[Given data Boundary: Start]
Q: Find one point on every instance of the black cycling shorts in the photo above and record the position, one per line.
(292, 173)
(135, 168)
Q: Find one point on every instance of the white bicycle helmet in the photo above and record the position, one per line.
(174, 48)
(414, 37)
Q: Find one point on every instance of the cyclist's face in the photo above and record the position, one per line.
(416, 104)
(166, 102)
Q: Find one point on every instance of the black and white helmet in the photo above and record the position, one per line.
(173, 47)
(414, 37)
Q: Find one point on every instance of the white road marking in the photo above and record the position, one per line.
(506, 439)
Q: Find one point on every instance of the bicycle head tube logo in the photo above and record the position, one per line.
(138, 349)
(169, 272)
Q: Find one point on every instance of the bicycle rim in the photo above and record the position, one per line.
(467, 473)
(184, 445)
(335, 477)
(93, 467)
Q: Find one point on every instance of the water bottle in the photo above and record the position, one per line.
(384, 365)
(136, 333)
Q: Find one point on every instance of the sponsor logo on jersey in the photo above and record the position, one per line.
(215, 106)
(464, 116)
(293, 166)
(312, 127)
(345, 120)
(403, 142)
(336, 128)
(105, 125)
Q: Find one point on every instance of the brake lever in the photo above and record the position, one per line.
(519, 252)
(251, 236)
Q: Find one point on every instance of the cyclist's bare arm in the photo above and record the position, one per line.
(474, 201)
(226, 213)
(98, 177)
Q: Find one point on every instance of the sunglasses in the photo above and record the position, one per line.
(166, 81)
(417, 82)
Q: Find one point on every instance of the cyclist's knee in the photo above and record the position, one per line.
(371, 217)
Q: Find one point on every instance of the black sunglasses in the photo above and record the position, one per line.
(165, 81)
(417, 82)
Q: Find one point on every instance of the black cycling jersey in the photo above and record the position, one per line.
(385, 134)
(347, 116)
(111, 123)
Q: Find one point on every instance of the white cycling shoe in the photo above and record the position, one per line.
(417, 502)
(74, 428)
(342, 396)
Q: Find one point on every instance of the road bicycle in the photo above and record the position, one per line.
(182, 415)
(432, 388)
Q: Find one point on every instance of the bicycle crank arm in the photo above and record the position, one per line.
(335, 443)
[Given data Boundary: End]
Exercise aim >> Exactly as written, give the records again.

Solution to the exercise >>
Q: Find one point on every instance of the black cycling shorts in the photo above and record the position, one per line.
(292, 173)
(135, 168)
Q: Find one point on every instance of the white bicycle helmet in the photo above and record the position, one per line.
(174, 48)
(414, 37)
Q: Find one point on every instance of the cyclist's face in the photo above and record the position, one per line.
(416, 104)
(166, 102)
Q: Find one point on every instance of the black and white helmet in the photo above and record the position, one per line.
(173, 47)
(414, 37)
Q: Find one point on every instance of the white road marking in the photo above and record the position, one per line.
(506, 439)
Q: Find one point on every instance of the bicycle head tube logo in the photo above and record the position, one per line.
(138, 349)
(169, 272)
Q: Find one point on every instance of the bicycle rim in the photo above and record the position, one per line.
(467, 473)
(184, 445)
(335, 477)
(93, 467)
Q: Find one point on every instance of the water bottle in the photo above and record the position, one per line.
(384, 365)
(136, 333)
Q: Find one point on every instance of the sponsor logo on jersey in the photo above and record the position, one per line.
(215, 106)
(464, 116)
(293, 166)
(312, 127)
(345, 120)
(403, 142)
(336, 128)
(105, 125)
Q: Find one point on every instance of the brake lever in the photo above and record the position, one per line.
(519, 252)
(251, 236)
Q: Find one point on every instance of the cyclist's bare arm in the photo above and record the position, one per line.
(474, 201)
(226, 213)
(98, 177)
Q: Find one point on every instance of the sunglasses in the photo above and record the position, one per line.
(166, 81)
(417, 82)
Q: Find one point on every instance of the cyclist's knee in the photo above and record the position, one per line.
(371, 217)
Q: Find one point on every instance of the black sunglasses in the photo above and record the position, one per line.
(165, 81)
(417, 82)
Q: Find one point on every instance of the black cycling jersey in the photo above and record the position, one per line.
(385, 134)
(347, 116)
(111, 123)
Q: Find one point on every instance of the white cycling shoe in the photo above and record the position, one per line.
(417, 502)
(74, 428)
(342, 396)
Q: Find one point on every instance of the road bicycle in the photo above and record the position, one per line.
(182, 415)
(432, 388)
Q: Find one point on every instance of the bicycle crank arm in the photo above and record the position, one per line.
(335, 443)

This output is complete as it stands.